What the task asks
Before doing anything else, copy the entries below exactly.
┌──
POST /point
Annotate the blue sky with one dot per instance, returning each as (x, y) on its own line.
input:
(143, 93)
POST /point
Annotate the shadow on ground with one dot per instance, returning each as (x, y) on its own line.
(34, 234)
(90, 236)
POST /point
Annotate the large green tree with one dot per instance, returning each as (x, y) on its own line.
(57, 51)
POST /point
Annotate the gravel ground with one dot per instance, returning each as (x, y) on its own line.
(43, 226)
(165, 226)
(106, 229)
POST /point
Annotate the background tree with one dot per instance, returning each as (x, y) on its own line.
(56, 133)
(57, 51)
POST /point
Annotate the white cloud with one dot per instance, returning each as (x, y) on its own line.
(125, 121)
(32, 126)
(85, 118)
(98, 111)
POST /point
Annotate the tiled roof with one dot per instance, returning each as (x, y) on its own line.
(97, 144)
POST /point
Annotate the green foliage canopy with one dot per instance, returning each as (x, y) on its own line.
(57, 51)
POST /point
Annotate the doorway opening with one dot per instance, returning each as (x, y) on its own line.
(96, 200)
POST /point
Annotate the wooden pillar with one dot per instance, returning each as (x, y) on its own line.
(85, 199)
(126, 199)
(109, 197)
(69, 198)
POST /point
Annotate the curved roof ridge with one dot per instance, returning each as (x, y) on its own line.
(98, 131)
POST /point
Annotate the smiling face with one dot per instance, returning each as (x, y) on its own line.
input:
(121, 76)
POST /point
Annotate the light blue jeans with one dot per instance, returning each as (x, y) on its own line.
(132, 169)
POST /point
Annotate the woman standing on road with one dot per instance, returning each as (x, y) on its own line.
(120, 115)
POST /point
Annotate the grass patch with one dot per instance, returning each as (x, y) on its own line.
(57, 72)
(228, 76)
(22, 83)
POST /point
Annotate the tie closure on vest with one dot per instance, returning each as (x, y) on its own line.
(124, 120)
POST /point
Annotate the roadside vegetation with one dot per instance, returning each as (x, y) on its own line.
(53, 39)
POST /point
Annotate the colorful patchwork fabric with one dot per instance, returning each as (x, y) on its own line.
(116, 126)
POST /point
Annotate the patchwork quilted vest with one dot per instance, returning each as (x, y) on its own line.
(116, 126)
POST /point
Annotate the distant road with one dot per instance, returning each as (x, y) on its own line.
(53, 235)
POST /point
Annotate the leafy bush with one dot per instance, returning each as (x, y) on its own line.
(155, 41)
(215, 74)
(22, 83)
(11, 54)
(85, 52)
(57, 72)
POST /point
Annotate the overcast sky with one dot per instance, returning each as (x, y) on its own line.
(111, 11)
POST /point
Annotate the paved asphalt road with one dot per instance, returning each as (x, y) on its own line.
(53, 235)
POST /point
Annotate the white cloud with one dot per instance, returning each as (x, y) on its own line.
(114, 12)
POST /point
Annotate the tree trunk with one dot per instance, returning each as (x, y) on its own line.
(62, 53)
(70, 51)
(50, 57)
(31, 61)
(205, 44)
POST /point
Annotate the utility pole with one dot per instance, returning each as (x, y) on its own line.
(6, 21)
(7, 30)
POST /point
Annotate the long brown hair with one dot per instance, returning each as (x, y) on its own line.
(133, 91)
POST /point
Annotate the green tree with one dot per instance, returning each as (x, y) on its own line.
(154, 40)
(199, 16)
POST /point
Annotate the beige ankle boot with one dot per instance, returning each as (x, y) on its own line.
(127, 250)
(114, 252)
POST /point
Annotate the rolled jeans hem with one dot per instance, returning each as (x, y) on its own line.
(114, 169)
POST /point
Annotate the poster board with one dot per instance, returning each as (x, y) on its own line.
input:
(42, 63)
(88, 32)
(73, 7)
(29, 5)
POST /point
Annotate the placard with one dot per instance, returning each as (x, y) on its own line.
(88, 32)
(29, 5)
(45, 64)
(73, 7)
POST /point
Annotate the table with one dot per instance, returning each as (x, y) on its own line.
└──
Exercise answer
POST /point
Annotate the blue sky with one dot per instance, returning each as (x, y) on its own line.
input:
(143, 93)
POST /point
Annotate the shadow on ground with one dot per instance, returning each as (x, y) on its own line.
(34, 234)
(90, 236)
POST /point
Annotate the large green tree with one dot per instance, returning each as (x, y) on its own line.
(57, 51)
POST /point
Annotate the gravel ground with one dot per instance, returning each as (x, y) on its own line.
(43, 226)
(165, 226)
(106, 229)
POST /point
Annotate the background tree with one dot per instance, returning each as (x, y) on its own line.
(56, 133)
(57, 51)
POST /point
Annotate the white cloud with one dot per instance, returning each as (x, y) on its own line.
(125, 121)
(32, 126)
(85, 118)
(98, 111)
POST /point
Annotate the tiled roof with one dot per instance, returning each as (x, y) on its own line.
(97, 144)
POST /point
Annotate the green foliage canopy with one dot per instance, returning each as (x, y) on its own line.
(57, 51)
POST /point
Annotate the doorway opening with one dot per instance, returning each as (x, y) on its own line.
(96, 200)
POST /point
Annotate the wooden pillar with one dot per instance, returning each as (x, y) on its own line.
(85, 199)
(126, 199)
(109, 197)
(69, 198)
POST /point
Annotate the curved roof ridge with one dot per instance, returning each as (x, y) on its own line.
(98, 131)
POST /point
Annotate the smiling face with one dot per instance, returning each as (x, y) on its own line.
input:
(121, 76)
POST /point
Annotate the light blue jeans with one dot per instance, returning each as (x, y) on its own line.
(132, 169)
POST /point
Annotate the woman standing on road with one dot per instance, returning each as (x, y) on its own line.
(120, 115)
POST /point
Annotate the grass patch with one dot per instance, returning each as (x, y) on its own line.
(57, 72)
(228, 76)
(22, 83)
POST /point
Annotate the tie closure on vest with one dot per instance, returning each as (x, y) on its own line.
(124, 120)
POST /point
Annotate the roadside vegetation with one dot per instance, returning each as (x, y) on its own line.
(53, 39)
POST /point
Annotate the colorful patchwork fabric with one dot per instance, returning each as (x, y) on its own line.
(116, 126)
POST /point
Annotate the patchwork quilted vest with one dot per instance, returning each as (x, y) on its own line.
(116, 126)
POST /point
Annotate the distant road with one dot per instance, returning each as (x, y) on its own line.
(53, 235)
POST /point
Annotate the leafy bush with one dot per instance, returning each as (x, y) on its own line.
(155, 41)
(215, 74)
(22, 83)
(11, 54)
(85, 52)
(57, 72)
POST /point
Annotate the overcast sky with one dot per instance, returning each as (x, y) on its own line.
(111, 11)
POST /point
Annotate the paved asphalt road with one dot per instance, returning each as (x, y) on its own line.
(53, 235)
POST /point
Annotate the white cloud with one dot per instance, returning each as (x, y) on its own line.
(114, 12)
POST /point
Annotate the tree trunk with one dot per instance, returning each as (x, y) on its own line.
(62, 53)
(70, 51)
(50, 57)
(31, 61)
(205, 44)
POST /point
Annotate the utility pole with one dot per instance, returning each as (x, y) on its own line.
(6, 21)
(7, 30)
POST /point
Annotate the long brown hair with one dot per instance, returning each as (x, y) on its own line.
(133, 91)
POST /point
Annotate the green tree with one dot per instance, returning each as (x, y) on its own line.
(154, 40)
(199, 16)
POST /point
Annotate the beige ankle boot with one dot per instance, returning each as (x, y) on its own line.
(127, 250)
(114, 252)
POST /point
Annotate the rolled jeans hem with one dot per instance, returning each as (x, y) on its own line.
(114, 169)
POST /point
Annotate the poster board with one dot per instance, returning each as (x, y) on its own line.
input:
(42, 63)
(88, 32)
(73, 7)
(29, 5)
POST /point
Annotate the placard with one dot per instance, returning each as (x, y) on its own line.
(88, 32)
(29, 5)
(45, 64)
(73, 7)
POST /point
Annotate the table with one dot per instance, returning each as (x, y) on its own line.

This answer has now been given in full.